--- begin ---

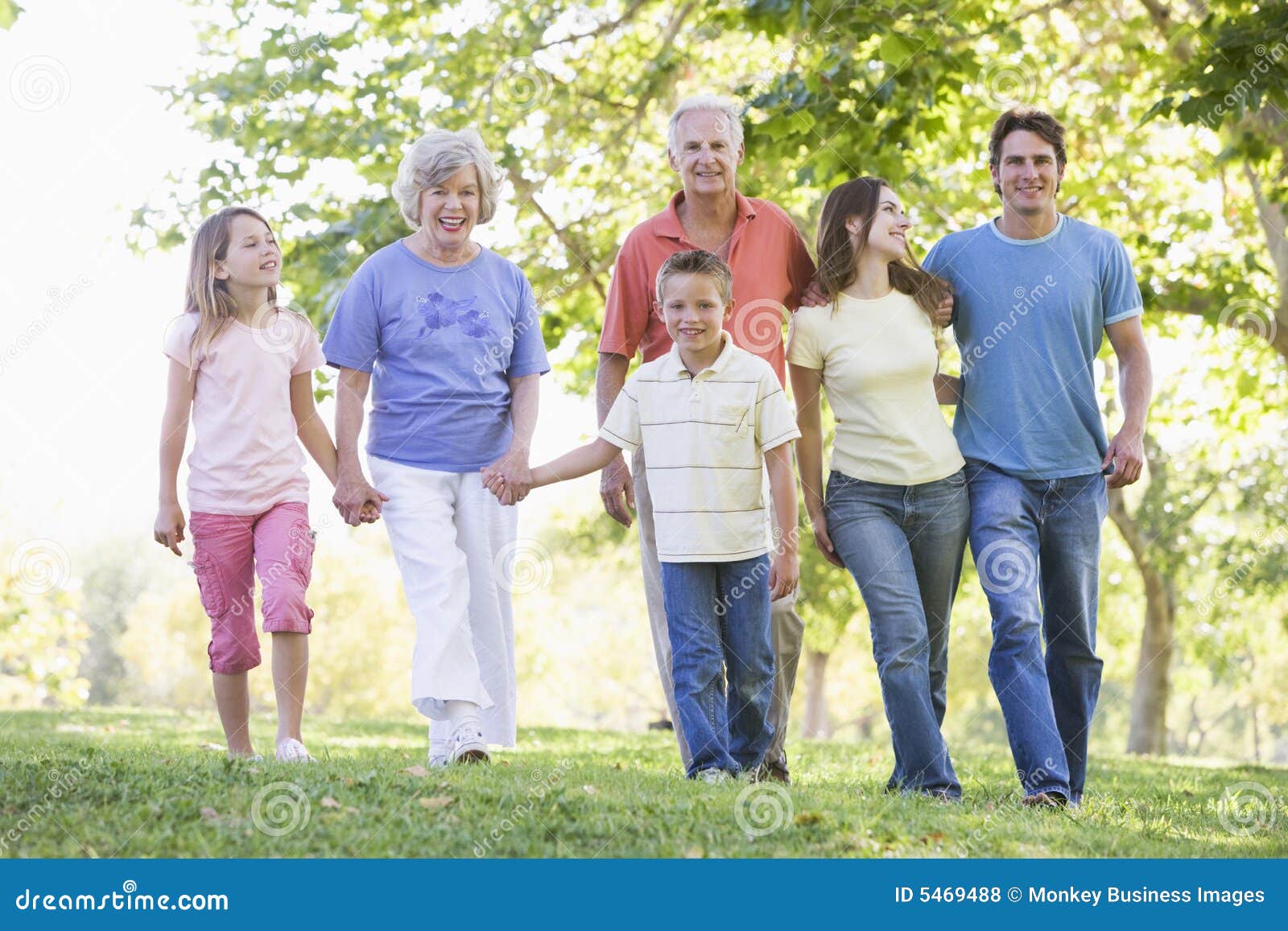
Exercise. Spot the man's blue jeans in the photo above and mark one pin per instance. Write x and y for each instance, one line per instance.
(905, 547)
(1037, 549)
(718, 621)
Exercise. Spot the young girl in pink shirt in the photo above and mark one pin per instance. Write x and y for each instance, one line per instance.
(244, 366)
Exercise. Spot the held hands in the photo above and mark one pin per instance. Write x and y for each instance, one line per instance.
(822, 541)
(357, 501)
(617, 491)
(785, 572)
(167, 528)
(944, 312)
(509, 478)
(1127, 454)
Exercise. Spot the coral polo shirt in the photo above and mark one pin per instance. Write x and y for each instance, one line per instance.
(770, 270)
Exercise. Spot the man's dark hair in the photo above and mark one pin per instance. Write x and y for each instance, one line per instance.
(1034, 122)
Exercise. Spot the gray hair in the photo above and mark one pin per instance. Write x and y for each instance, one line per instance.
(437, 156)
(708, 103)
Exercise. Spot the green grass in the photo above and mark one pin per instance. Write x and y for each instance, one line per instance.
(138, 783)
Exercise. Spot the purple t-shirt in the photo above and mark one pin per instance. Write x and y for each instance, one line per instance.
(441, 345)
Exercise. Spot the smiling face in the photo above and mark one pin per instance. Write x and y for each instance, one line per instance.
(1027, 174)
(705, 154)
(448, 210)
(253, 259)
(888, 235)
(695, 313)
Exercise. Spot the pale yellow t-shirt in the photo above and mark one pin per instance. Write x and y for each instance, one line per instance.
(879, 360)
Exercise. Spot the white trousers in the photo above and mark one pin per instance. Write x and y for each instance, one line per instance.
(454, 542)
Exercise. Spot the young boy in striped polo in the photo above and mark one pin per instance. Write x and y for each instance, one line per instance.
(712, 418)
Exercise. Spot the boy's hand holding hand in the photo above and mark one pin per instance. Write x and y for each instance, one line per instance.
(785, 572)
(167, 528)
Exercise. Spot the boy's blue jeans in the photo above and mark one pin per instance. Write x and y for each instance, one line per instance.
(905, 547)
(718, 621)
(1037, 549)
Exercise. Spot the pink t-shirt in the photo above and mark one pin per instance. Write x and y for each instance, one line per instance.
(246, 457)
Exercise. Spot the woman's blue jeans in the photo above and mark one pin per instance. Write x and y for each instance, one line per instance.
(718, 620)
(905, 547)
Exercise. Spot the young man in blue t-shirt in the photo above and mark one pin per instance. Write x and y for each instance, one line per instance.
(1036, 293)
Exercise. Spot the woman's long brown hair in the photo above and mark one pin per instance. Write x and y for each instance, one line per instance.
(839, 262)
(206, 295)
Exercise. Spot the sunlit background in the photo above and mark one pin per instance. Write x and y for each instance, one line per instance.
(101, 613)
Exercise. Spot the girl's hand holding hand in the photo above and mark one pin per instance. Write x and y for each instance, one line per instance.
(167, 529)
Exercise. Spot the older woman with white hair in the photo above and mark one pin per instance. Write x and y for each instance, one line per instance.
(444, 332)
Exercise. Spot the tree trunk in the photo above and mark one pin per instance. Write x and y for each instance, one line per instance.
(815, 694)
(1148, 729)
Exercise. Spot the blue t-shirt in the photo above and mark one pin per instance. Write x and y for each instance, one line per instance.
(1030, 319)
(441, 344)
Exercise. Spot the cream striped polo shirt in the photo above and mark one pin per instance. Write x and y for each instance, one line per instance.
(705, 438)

--- end ---
--- begin ---

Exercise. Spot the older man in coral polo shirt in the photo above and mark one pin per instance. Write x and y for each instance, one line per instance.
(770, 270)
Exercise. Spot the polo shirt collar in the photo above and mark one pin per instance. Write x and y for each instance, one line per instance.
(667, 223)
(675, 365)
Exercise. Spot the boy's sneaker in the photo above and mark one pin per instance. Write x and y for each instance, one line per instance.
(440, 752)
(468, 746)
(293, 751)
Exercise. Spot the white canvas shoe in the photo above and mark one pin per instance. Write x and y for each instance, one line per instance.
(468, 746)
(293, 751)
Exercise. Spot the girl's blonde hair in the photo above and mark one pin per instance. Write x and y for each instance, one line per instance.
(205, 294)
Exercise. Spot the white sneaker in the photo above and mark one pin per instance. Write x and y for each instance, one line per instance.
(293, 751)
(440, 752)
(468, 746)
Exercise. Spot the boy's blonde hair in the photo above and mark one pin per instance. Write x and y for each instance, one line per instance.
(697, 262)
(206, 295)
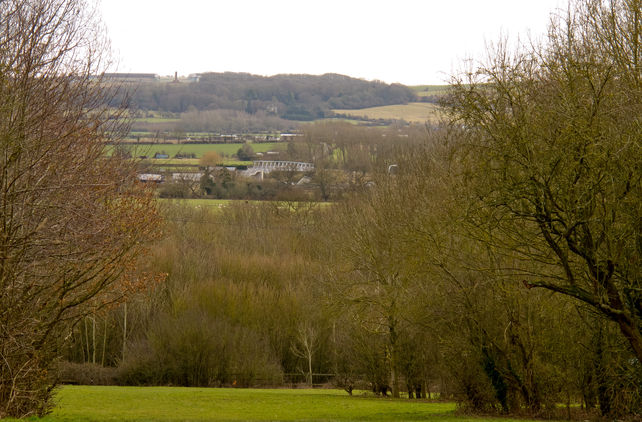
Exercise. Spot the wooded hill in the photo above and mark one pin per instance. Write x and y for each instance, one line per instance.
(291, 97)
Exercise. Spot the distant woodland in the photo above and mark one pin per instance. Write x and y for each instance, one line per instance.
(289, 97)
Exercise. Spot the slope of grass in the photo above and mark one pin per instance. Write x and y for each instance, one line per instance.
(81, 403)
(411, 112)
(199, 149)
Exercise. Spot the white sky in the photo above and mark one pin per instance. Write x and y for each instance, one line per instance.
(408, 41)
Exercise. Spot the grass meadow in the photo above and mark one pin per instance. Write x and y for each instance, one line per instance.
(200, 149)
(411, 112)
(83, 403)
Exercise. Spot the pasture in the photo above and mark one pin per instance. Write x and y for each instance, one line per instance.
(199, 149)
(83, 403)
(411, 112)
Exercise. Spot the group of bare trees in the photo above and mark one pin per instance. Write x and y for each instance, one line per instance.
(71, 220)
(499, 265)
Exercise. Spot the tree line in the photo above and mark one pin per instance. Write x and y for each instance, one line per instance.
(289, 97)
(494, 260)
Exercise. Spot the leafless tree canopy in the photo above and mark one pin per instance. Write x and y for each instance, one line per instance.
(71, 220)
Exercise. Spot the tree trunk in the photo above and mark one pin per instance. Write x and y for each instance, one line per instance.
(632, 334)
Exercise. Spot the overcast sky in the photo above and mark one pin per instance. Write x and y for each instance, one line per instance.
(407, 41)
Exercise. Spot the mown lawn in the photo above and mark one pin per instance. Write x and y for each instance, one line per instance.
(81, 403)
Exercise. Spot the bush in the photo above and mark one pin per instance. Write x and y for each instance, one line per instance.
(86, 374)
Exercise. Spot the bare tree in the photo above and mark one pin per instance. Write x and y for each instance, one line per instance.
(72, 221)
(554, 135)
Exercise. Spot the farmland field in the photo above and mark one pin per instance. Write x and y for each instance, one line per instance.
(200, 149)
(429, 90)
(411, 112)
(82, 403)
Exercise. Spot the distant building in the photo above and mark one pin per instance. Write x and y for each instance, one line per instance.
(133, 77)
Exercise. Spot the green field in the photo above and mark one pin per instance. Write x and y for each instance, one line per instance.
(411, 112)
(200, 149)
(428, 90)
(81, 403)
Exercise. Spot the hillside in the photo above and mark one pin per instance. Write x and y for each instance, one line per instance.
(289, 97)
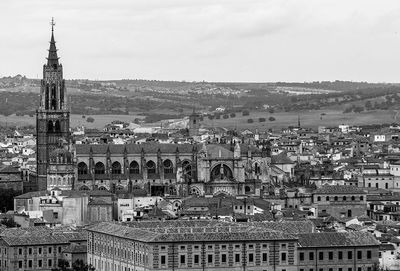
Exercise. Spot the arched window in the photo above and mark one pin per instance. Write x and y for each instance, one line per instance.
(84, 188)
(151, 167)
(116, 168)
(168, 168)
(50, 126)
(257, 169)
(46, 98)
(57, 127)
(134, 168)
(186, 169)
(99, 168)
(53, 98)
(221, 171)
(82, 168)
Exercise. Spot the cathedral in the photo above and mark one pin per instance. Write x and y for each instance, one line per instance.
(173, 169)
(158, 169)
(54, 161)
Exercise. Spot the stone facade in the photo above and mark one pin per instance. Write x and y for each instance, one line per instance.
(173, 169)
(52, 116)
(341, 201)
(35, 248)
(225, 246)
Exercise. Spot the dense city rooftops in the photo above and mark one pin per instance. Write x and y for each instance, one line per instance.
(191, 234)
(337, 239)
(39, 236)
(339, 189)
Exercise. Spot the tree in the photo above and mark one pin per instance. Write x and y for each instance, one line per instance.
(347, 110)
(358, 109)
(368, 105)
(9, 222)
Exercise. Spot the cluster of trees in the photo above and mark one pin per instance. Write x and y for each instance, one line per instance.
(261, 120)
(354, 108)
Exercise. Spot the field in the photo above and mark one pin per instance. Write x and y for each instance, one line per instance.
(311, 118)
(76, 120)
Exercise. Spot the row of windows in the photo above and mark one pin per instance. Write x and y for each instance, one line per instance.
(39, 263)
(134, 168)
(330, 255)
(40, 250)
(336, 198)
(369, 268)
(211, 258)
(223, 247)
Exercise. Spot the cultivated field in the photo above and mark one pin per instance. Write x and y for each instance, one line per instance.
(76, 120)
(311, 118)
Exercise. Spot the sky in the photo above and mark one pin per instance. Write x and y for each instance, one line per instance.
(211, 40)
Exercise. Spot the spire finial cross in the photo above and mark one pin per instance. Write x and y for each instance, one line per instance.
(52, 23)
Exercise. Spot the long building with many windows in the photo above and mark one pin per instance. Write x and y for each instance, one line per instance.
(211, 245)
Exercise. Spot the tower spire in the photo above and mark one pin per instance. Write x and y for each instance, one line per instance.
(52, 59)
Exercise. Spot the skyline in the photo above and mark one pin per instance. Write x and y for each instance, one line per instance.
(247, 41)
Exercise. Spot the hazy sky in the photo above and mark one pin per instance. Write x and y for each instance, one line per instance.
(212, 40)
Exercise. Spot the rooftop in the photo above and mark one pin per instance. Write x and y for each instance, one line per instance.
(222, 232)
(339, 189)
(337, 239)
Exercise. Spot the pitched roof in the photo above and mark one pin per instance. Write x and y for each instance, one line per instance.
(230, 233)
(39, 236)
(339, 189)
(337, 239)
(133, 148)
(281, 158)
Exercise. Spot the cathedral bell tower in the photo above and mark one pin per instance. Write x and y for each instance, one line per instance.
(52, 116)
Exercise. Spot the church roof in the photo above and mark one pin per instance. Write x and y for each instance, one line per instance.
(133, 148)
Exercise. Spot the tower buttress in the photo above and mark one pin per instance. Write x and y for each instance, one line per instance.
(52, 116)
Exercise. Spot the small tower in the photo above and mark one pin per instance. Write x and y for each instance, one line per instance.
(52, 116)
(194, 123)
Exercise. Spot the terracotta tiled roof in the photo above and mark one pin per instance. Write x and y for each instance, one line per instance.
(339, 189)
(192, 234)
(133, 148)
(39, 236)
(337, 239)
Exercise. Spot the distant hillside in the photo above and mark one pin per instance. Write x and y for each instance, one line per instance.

--- end ---

Locate each line in the records above that contains the word "sneaker" and copy those lines in full.

[Result]
Exercise. Spot the boy's sneaker in the photo above and mark one pin per instance. Write x and y for each instance, one line per instance.
Exercise. Spot the white sneaker in the photo above and mark one pin per instance. Write x and y for each instance, one line per instance.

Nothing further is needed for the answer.